_DOCUMENT PASSAGE_:
※ ※ ※
But even that worst case scenario is not inevitably a death sentence, as Esterlene Jacks, a 48-year-old Dorchester flight attendant, attests.
Almost 20 years ago, Jacks gave birth to her first son. A week later, she was diagnosed with breast cancer — a clear case of concurrent cancer and pregnancy. She juggled chemo with diaper changes and thought she’d won her battle.
Three years later, her cancer came back, and she was treated again. Four years after that, she felt a lump in her abdomen. This time, though, that lump was a baby, not a tumor, and today, she and her sons, now 19 and 12, are doing fine.
Nor do doctors assume that they cannot offer chemotherapy to a pregnant woman who is diagnosed with breast cancer, says Dr. Michael Greene, director of maternal and fetal medicine at MGH.
“You sure can give her chemotherapy without hurting the baby,” he says. ”We make every effort to avoid it, but on occasion, we do do it and it is remarkably safe,” even though many chemotherapy drugs are targeted at dividing cells, and a fetus is a collection of such cells.
Chemotherapy is not given during the first trimester, when the major organs are forming. And if cancer is diagnosed late in pregnancy, the fetus is delivered by C-section as soon as feasible and the woman is then started on chemotherapy.
“But on occasions where we get caught in the second trimester, where it would be many weeks before the fetus would be safely delivered, . . .we have started chemo,” says Greene, adding he has “come to appreciate how powerful the motivation to have a child is for many women. A lot of women are willing to sacrifice everything to have a child, and it’s not my place to say that’s wrong or foolish.”
So how can you keep your options open if you have breast cancer?
The main risk is from chemotherapy, which can kill developing eggs in the ovaries, so be sure to ask how the drugs you’re getting will affect your ovaries. Some are harsher than others.
If you are in your early 20s, there’s a good chance chemotherapy won’t make you infertile, says Dr. David Rosenthal, chairman of medical affairs for the American Cancer Society, because young women still have so many eggs.
By your late 20s or 30s, however, the risk that chemotherapy will induce a premature but irreversible menopause goes up.
But even for older women, there is growing hope. Recently, doctors have been giving women birth control pills or other hormones called GnRH agonists along with chemotherapy in hopes that these hormones may prevent ovulation and help keep eggs from being damaged.
※ ※ ※
_GIVEN ENTRIES_:

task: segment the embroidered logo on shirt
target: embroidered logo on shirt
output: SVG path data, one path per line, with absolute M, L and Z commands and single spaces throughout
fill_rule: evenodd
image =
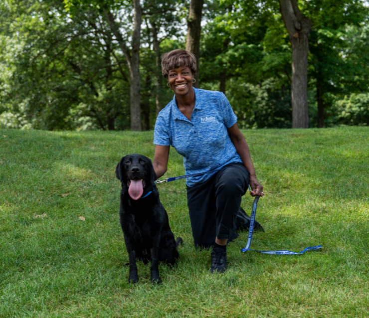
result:
M 215 116 L 212 116 L 211 117 L 201 117 L 201 122 L 215 122 L 216 120 L 215 119 Z

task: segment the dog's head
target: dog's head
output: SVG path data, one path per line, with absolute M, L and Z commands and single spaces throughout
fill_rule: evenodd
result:
M 144 192 L 148 192 L 148 188 L 157 178 L 151 160 L 138 154 L 122 158 L 115 169 L 115 175 L 123 188 L 127 185 L 128 193 L 134 200 L 138 200 Z

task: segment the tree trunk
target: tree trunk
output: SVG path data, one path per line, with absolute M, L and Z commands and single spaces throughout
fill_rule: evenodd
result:
M 158 40 L 158 30 L 157 30 L 156 24 L 155 22 L 151 22 L 152 29 L 153 31 L 153 46 L 155 52 L 155 65 L 156 65 L 156 72 L 155 72 L 155 110 L 156 111 L 157 117 L 159 112 L 163 109 L 163 105 L 160 100 L 160 93 L 162 91 L 162 83 L 163 83 L 163 76 L 162 75 L 161 59 L 160 58 L 160 46 L 159 41 Z
M 123 52 L 128 64 L 130 81 L 131 129 L 134 131 L 141 131 L 140 109 L 140 35 L 141 30 L 142 10 L 140 0 L 133 0 L 134 10 L 133 32 L 132 33 L 132 50 L 130 51 L 126 42 L 115 23 L 114 16 L 110 11 L 104 10 L 110 28 L 114 34 L 119 46 Z
M 146 76 L 145 81 L 145 90 L 149 92 L 151 87 L 151 76 Z M 150 94 L 146 94 L 143 97 L 143 103 L 141 105 L 141 113 L 143 117 L 142 128 L 143 130 L 147 131 L 150 129 L 150 107 L 149 100 L 150 99 Z
M 189 13 L 187 19 L 187 38 L 186 39 L 186 50 L 196 56 L 197 69 L 194 78 L 196 82 L 195 87 L 198 87 L 200 58 L 200 36 L 201 35 L 201 17 L 202 14 L 202 6 L 204 0 L 191 0 L 189 4 Z
M 228 48 L 228 45 L 229 44 L 229 39 L 225 39 L 223 41 L 223 53 L 225 53 Z M 219 90 L 225 94 L 225 83 L 227 80 L 227 69 L 224 68 L 223 70 L 220 72 L 220 77 L 219 78 Z
M 292 128 L 308 128 L 308 55 L 312 23 L 301 13 L 297 0 L 279 0 L 279 4 L 292 46 Z
M 317 101 L 318 102 L 318 128 L 324 128 L 324 102 L 323 102 L 320 85 L 317 83 Z

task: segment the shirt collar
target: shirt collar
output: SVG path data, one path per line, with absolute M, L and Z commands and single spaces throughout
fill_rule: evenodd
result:
M 195 109 L 201 109 L 201 101 L 200 100 L 199 94 L 198 92 L 199 90 L 198 90 L 198 89 L 197 88 L 195 88 L 194 87 L 193 87 L 193 90 L 195 92 L 195 99 L 196 100 L 196 101 L 195 102 L 195 107 L 193 109 L 193 110 L 194 111 Z M 175 94 L 174 96 L 173 97 L 173 99 L 172 100 L 172 108 L 173 110 L 174 119 L 188 121 L 188 120 L 186 118 L 185 116 L 181 112 L 181 111 L 178 109 L 178 107 L 177 107 L 177 103 L 176 102 L 176 94 Z

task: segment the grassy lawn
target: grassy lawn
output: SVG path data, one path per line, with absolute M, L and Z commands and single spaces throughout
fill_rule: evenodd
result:
M 211 275 L 180 180 L 158 186 L 184 243 L 157 286 L 140 262 L 140 282 L 127 283 L 115 174 L 125 155 L 153 157 L 152 132 L 0 131 L 0 317 L 369 316 L 369 128 L 243 132 L 266 194 L 256 214 L 265 232 L 251 248 L 323 248 L 242 254 L 242 233 L 228 271 Z M 172 149 L 166 177 L 184 171 Z M 243 199 L 248 213 L 253 201 Z

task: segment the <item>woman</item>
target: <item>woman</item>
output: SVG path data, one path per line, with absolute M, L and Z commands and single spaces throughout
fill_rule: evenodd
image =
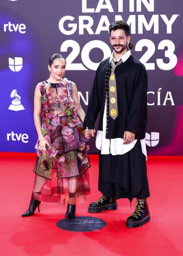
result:
M 87 169 L 90 167 L 82 123 L 85 114 L 76 84 L 66 78 L 66 60 L 61 54 L 49 59 L 50 76 L 36 86 L 34 121 L 38 140 L 35 186 L 28 210 L 33 215 L 40 201 L 68 203 L 66 219 L 75 216 L 76 203 L 90 194 Z M 40 114 L 43 118 L 41 126 Z

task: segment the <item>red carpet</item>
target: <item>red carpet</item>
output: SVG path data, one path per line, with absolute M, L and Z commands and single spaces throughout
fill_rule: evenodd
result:
M 183 255 L 182 221 L 183 157 L 149 157 L 151 220 L 138 228 L 125 226 L 134 209 L 126 199 L 118 200 L 117 211 L 89 214 L 90 202 L 100 196 L 97 190 L 98 157 L 90 156 L 91 194 L 77 208 L 77 216 L 100 218 L 103 229 L 90 233 L 64 231 L 56 226 L 66 207 L 42 203 L 41 212 L 22 218 L 27 210 L 34 185 L 34 154 L 0 153 L 1 245 L 2 255 L 179 256 Z

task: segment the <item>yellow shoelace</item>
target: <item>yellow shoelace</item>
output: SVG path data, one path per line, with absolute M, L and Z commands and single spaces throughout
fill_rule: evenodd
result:
M 134 216 L 137 219 L 138 218 L 138 216 L 141 216 L 140 212 L 142 212 L 143 211 L 142 208 L 144 208 L 144 202 L 145 202 L 145 201 L 146 200 L 142 199 L 137 199 L 136 201 L 136 203 L 135 205 L 136 209 L 131 216 Z
M 96 201 L 96 203 L 99 203 L 100 202 L 101 203 L 103 203 L 104 199 L 104 200 L 106 199 L 106 198 L 104 196 L 102 196 L 97 201 Z

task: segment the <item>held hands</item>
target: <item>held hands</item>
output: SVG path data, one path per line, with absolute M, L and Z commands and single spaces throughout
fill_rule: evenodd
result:
M 128 132 L 126 131 L 124 132 L 123 140 L 124 141 L 123 144 L 129 144 L 131 143 L 135 139 L 135 134 L 133 132 Z
M 96 132 L 95 129 L 88 129 L 87 127 L 84 130 L 85 137 L 86 139 L 90 139 L 91 137 L 94 137 L 94 133 Z
M 50 147 L 49 143 L 46 139 L 39 139 L 39 149 L 42 152 L 43 155 L 47 153 L 46 147 Z

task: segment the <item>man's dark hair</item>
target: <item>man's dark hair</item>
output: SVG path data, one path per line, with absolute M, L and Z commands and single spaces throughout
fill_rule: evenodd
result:
M 111 31 L 117 30 L 117 29 L 123 29 L 124 31 L 126 36 L 130 36 L 130 29 L 129 25 L 124 21 L 122 20 L 117 20 L 113 21 L 110 25 L 109 27 L 109 34 L 111 36 Z M 130 50 L 132 49 L 134 47 L 133 45 L 130 42 L 128 44 L 128 47 Z

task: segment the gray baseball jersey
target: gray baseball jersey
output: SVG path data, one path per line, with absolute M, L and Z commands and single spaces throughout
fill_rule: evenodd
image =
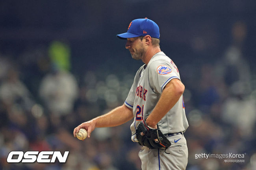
※ ※ ※
_TASKS TO COMPLETE_:
1. According to the passage on breast cancer and pregnancy, during which part of pregnancy is chemotherapy not given?
2. Please continue the passage on breast cancer and pregnancy after its final sentence.

_ANSWER LIST_:
1. The first trimester, when the major organs are forming.

2.
“It’s a new thing and it’s not guaranteed, but it preliminarily appears to have no downside,” says Dr. Machelle Seibel, director of reproductive medicine at Faulkner Hospital.
The bottom line, as usual, is that each woman has to assess for herself the risks — and ethics — of pregnancy after cancer.
When cancer is confined to the milk duct and has not spread to lymph nodes, there is “no real reason why that person should not get pregnant after treatment,” says Greene.
But if it has spread, or if you were diagnosed during pregnancy, doctors urge caution. Getting pregnant again may be unsafe.
And what of the ethics — and wisdom — of conceiving a child you may not live to raise?
“Any person deciding to become a parent knows they are taking a chance that they may not be around to see the child grow into adulthood,” says Cindy Pearson, program director of the National Women’s Health Network. A woman who has had breast cancer simply “makes that decision in a more extreme way.”
As Wheeler knows.
Despite simultaneous chemo and radiation, Wheeler’s cancer recurred six months after treatment. She also went into irreversible menopause, but she remains undaunted.
“I am still planning to get healthy and to have a surrogate mother have my children,” she says, though she adds, “Clearly, I am not going to go ahead with it unless I completely heal.”
But throughout her ordeal, the chance of having a child has been “the single most important thing to me, along with my family and my boyfriend. . .”
And if worse comes to worst? She has planned for that, too.
“I will donate these embryos to someone else if I am unable to have them.”